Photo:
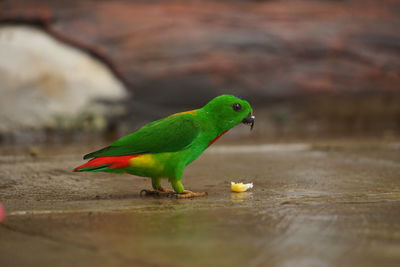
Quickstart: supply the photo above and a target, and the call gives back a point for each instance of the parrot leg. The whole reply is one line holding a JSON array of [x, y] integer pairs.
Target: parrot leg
[[182, 193], [158, 189]]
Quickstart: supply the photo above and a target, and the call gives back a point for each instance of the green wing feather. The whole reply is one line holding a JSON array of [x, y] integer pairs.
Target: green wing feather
[[170, 134]]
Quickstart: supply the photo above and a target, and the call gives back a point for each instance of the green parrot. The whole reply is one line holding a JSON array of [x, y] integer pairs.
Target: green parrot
[[163, 148]]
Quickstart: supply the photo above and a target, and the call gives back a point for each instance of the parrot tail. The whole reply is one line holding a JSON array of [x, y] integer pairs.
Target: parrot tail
[[105, 163]]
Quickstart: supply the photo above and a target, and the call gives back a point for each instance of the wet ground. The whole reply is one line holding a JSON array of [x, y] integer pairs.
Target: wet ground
[[326, 204]]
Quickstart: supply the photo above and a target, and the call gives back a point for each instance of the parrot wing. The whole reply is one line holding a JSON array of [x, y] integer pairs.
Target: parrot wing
[[170, 134]]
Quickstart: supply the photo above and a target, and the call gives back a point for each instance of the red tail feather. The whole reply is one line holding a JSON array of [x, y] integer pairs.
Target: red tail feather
[[116, 162]]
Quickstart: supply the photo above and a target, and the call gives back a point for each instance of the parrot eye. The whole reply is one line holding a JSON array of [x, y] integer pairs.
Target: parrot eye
[[237, 107]]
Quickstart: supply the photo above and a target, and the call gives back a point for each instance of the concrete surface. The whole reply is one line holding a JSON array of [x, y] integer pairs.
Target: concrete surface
[[326, 204]]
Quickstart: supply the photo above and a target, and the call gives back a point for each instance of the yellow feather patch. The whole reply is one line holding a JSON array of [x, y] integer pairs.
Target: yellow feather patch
[[143, 161], [191, 112]]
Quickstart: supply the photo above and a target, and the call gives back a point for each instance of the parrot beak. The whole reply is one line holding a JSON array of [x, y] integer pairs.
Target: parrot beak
[[249, 120]]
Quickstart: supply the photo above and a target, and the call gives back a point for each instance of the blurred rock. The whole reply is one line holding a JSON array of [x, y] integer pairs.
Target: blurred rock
[[179, 54], [48, 84]]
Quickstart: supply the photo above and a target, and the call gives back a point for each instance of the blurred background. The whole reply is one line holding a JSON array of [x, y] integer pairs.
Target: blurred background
[[86, 71]]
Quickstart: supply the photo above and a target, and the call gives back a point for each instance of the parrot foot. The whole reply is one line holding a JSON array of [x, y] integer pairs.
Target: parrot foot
[[160, 192], [190, 194]]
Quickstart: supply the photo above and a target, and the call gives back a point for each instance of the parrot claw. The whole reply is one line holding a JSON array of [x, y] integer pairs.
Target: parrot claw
[[190, 194], [158, 193]]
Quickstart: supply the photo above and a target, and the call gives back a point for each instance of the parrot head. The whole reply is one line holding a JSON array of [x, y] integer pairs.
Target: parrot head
[[228, 111]]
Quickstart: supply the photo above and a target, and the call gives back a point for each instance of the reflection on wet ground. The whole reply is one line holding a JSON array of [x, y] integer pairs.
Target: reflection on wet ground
[[310, 206]]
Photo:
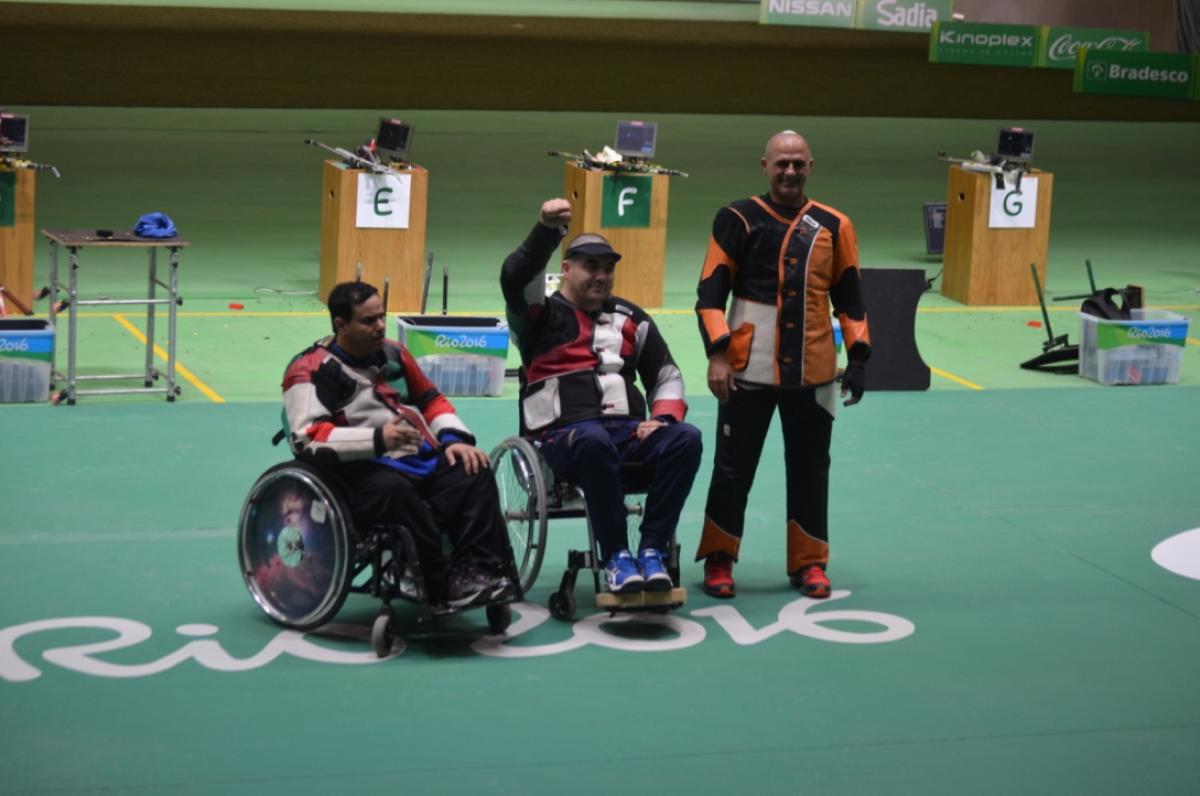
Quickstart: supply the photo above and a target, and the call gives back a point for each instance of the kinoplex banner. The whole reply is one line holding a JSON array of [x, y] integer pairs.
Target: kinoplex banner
[[916, 16], [1170, 76], [1060, 45], [971, 42]]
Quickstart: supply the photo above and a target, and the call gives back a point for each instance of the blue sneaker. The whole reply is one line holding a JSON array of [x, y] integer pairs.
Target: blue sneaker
[[623, 574], [649, 561]]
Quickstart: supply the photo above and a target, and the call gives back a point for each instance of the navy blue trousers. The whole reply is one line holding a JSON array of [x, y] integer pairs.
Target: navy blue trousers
[[591, 453]]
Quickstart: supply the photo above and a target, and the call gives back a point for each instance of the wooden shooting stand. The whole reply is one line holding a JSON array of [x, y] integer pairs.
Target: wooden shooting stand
[[17, 241], [394, 253], [639, 275], [984, 264]]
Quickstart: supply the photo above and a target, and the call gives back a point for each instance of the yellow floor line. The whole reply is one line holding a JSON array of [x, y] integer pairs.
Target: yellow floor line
[[162, 354], [954, 378]]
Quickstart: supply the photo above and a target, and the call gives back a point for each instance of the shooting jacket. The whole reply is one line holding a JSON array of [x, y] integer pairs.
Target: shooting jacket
[[579, 365], [336, 406], [783, 268]]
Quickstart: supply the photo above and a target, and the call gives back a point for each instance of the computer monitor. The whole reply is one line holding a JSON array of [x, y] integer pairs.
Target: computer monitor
[[13, 132], [636, 138], [1015, 144], [394, 138]]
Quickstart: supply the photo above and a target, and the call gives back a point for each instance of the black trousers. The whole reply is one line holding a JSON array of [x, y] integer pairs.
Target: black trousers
[[742, 426], [453, 503]]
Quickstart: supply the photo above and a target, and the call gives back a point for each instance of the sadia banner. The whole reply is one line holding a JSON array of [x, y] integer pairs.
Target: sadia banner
[[912, 16], [1170, 76]]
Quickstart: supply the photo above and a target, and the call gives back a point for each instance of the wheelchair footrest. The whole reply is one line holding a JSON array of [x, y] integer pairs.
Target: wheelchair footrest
[[640, 600]]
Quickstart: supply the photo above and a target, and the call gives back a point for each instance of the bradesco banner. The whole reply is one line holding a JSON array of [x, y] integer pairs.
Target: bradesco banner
[[913, 16], [1139, 75], [1060, 45], [971, 42]]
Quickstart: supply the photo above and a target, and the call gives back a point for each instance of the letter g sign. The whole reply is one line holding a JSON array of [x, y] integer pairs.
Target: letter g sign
[[1013, 207]]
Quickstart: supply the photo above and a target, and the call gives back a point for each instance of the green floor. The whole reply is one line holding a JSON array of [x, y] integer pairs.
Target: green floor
[[1023, 639], [245, 190], [1005, 628]]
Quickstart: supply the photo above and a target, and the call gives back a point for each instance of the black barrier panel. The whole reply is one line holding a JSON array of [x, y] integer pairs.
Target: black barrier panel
[[892, 295]]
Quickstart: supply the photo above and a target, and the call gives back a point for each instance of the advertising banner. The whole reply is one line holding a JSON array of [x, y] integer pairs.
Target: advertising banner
[[1060, 45], [825, 13], [969, 42], [912, 16], [1169, 76]]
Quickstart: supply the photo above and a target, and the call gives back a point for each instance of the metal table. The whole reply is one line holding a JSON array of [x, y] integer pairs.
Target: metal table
[[76, 239]]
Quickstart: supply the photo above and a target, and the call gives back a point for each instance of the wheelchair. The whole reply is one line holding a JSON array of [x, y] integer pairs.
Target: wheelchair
[[301, 556], [531, 496]]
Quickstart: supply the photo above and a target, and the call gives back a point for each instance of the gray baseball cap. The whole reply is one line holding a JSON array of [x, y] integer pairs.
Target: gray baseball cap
[[591, 244]]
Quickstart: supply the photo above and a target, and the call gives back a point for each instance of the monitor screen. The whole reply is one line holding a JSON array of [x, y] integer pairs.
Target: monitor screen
[[394, 138], [636, 138], [13, 132], [1015, 144]]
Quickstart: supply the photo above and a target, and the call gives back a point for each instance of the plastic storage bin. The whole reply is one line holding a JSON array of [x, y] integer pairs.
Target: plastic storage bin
[[460, 355], [25, 349], [1146, 349]]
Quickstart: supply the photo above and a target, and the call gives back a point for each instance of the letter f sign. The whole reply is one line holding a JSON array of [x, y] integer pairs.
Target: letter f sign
[[625, 199]]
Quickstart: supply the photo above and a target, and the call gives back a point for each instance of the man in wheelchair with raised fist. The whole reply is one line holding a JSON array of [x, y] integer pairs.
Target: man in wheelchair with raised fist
[[359, 407], [582, 352]]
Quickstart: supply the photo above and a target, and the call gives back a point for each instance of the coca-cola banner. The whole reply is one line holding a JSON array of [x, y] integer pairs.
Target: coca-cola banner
[[966, 42], [1060, 45]]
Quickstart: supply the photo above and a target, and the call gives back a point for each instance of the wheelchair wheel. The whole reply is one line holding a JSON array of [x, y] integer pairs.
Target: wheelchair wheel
[[499, 617], [516, 467], [294, 546], [383, 632], [562, 605]]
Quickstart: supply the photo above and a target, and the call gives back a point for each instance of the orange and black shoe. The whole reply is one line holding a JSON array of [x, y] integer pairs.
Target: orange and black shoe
[[719, 576], [813, 582]]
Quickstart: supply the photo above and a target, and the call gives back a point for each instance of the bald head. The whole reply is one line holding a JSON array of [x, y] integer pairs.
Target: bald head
[[784, 136], [787, 163]]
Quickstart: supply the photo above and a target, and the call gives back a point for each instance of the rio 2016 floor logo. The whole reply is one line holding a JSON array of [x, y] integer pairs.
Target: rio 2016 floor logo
[[795, 617]]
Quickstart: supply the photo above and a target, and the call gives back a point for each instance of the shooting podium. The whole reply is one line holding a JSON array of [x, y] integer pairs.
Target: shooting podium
[[636, 228], [17, 233], [391, 252], [984, 264]]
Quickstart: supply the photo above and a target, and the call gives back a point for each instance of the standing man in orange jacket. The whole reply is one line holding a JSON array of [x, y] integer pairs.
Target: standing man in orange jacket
[[784, 258]]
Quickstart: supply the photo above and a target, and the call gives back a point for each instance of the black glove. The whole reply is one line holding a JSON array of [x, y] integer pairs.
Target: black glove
[[853, 379]]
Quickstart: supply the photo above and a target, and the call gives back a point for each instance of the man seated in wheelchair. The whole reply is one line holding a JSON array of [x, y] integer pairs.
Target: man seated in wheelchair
[[359, 407], [582, 351]]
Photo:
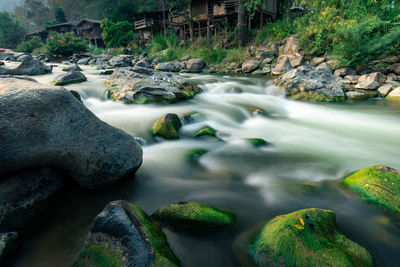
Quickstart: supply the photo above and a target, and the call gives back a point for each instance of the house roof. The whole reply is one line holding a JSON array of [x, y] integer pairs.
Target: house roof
[[68, 23]]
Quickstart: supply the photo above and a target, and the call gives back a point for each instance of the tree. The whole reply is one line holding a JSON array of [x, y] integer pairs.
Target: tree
[[11, 31], [242, 36], [124, 12], [59, 15], [118, 34]]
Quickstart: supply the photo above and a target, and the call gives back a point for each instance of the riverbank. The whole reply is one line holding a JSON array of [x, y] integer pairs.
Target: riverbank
[[310, 143]]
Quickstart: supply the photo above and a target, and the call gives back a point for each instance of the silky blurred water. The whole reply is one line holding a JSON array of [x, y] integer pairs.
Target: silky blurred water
[[316, 144]]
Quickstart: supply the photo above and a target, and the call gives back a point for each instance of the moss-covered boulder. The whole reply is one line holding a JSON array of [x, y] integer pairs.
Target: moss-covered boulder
[[304, 238], [124, 235], [70, 78], [206, 131], [377, 185], [167, 126], [194, 215], [257, 142]]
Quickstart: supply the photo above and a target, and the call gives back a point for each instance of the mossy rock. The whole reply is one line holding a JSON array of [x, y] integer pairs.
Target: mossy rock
[[194, 215], [195, 154], [98, 255], [167, 126], [316, 97], [206, 131], [124, 235], [377, 185], [304, 238], [257, 142]]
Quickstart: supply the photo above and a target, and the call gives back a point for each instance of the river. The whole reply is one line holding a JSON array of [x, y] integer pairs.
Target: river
[[313, 146]]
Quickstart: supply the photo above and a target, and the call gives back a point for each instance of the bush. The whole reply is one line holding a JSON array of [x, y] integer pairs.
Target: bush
[[66, 44], [118, 34], [30, 45]]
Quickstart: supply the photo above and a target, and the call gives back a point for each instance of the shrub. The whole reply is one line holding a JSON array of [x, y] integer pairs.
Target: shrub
[[30, 45], [66, 44], [118, 34]]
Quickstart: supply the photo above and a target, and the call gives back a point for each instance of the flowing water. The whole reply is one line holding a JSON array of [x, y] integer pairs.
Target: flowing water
[[313, 145]]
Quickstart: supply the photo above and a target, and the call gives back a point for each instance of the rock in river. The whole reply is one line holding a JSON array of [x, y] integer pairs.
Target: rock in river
[[312, 84], [168, 126], [28, 67], [142, 85], [25, 193], [70, 78], [377, 185], [304, 238], [194, 215], [43, 125], [124, 235]]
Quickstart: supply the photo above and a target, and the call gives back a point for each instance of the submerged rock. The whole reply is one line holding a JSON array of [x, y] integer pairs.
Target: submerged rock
[[8, 245], [73, 67], [28, 67], [124, 235], [24, 194], [43, 125], [311, 84], [378, 185], [394, 95], [194, 215], [257, 142], [70, 78], [304, 238], [141, 86], [168, 126], [206, 131]]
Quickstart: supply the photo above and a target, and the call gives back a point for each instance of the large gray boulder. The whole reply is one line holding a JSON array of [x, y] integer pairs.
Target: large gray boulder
[[120, 62], [43, 125], [25, 193], [28, 67], [141, 86], [311, 84], [123, 234], [250, 66], [69, 78]]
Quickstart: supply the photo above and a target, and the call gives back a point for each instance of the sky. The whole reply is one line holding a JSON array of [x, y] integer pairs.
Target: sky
[[8, 5]]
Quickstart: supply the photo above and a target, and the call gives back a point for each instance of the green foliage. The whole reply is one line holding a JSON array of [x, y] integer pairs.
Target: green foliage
[[377, 185], [59, 15], [124, 12], [66, 44], [306, 238], [118, 34], [11, 31], [30, 45]]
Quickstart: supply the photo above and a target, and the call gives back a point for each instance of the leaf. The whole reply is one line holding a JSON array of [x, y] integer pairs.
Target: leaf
[[298, 226]]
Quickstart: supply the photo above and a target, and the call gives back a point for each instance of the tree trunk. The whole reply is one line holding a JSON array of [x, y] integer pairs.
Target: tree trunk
[[242, 24]]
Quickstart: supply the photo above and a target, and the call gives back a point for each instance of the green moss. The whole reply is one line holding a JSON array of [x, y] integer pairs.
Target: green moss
[[59, 83], [257, 142], [306, 238], [206, 131], [377, 185], [158, 240], [195, 154], [167, 126], [194, 214], [316, 97], [97, 255], [190, 90]]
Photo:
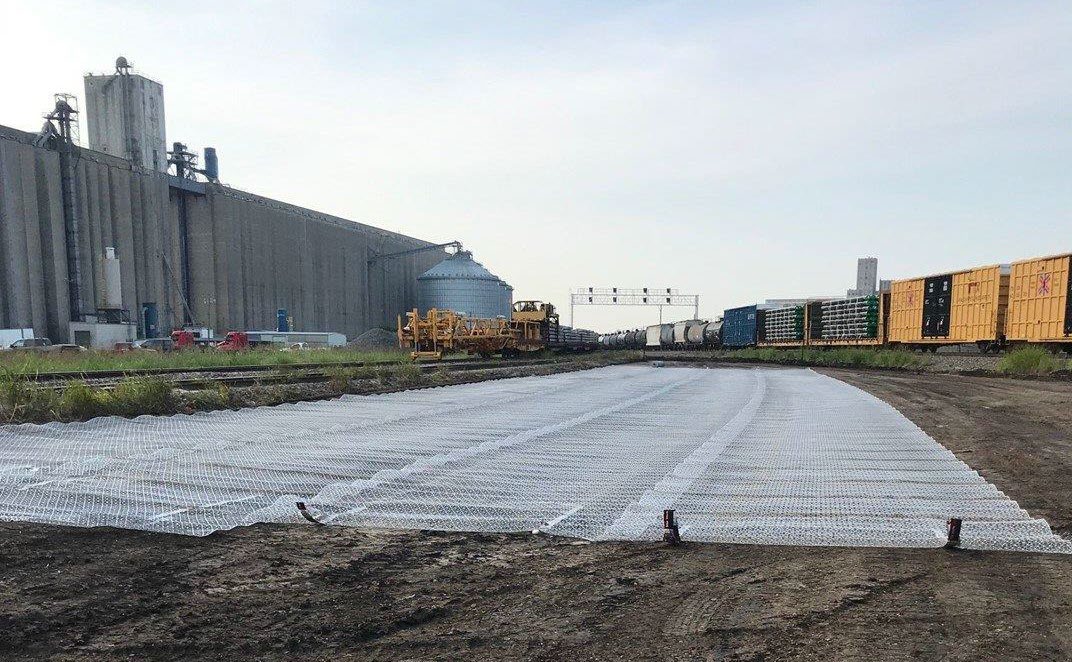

------------

WHAT TO PRODUCE – All lines above from the one containing "Target: wooden shooting stand" to the one containing "the shooting jacket." must be repeated exactly, both lines included, and no others.

THE COMPLETED TASK –
Target: wooden shooting stand
[[17, 241], [394, 253], [639, 275], [984, 264]]
Quickstart: supply the photo above and a target, and the call gives back a point for each instance of the yellow floor line. The whole reply is one line holding a JSON array of [x, y] integer pairs.
Target: yellow floor line
[[162, 354], [954, 378]]
Quickstart: supply the photo above and a target, and the call gives back a point for each instance of the shooting jacket. The whole reply is one line holding a JSON array of [x, y] integer pairs.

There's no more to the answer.